Begin SOURCE RECORDS
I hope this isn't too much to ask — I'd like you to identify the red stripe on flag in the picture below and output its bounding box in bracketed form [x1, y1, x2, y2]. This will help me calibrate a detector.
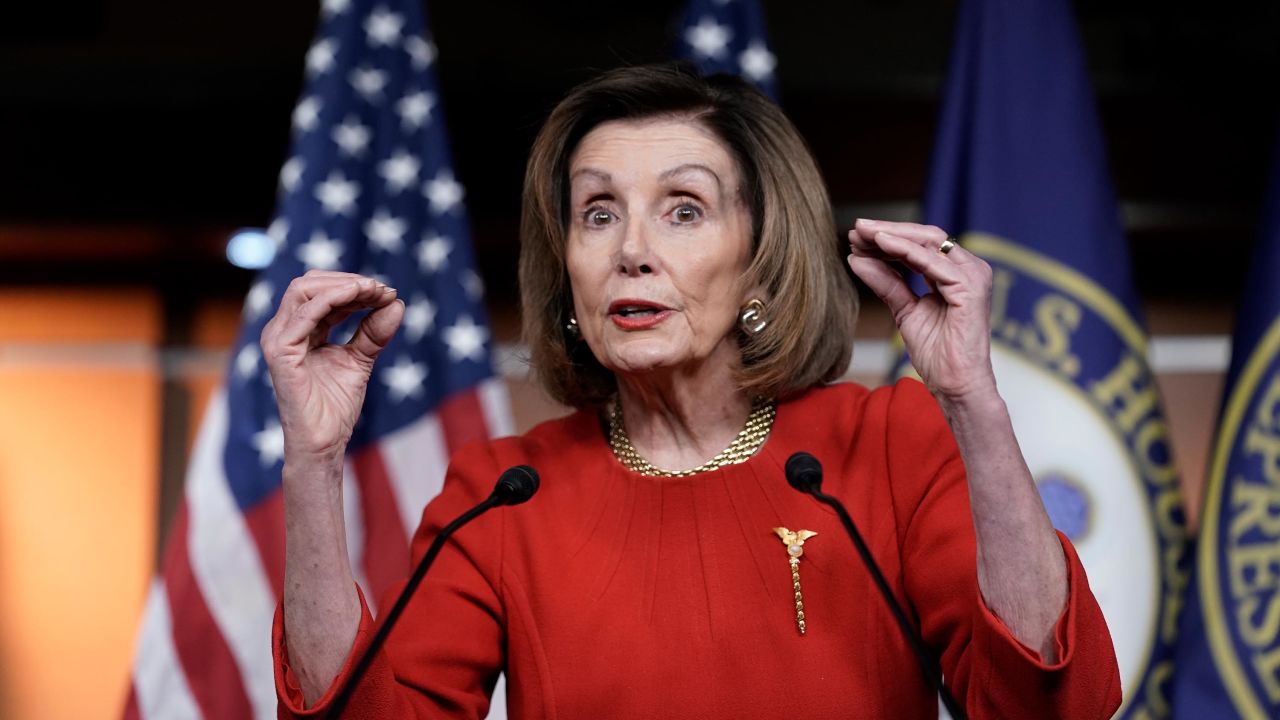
[124, 683, 142, 720]
[244, 488, 284, 602]
[436, 387, 489, 455]
[351, 443, 410, 597]
[164, 502, 254, 717]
End SOURCE RECORDS
EXERCISE BRIEF
Rewrite the data above, swapping "red stripe" for "crimson band" and keeping everything else the same. Leave the pictures out.

OUTPUT FOR THIS TASK
I hope this isn't too much to ask — I'd like you to identify the crimson band on flag in the picture below and output its bounding box in bracketed form [x1, y1, x2, y2]. This will help me calibrate a detector.
[124, 683, 142, 720]
[244, 488, 284, 602]
[436, 387, 489, 455]
[351, 443, 410, 597]
[164, 502, 254, 717]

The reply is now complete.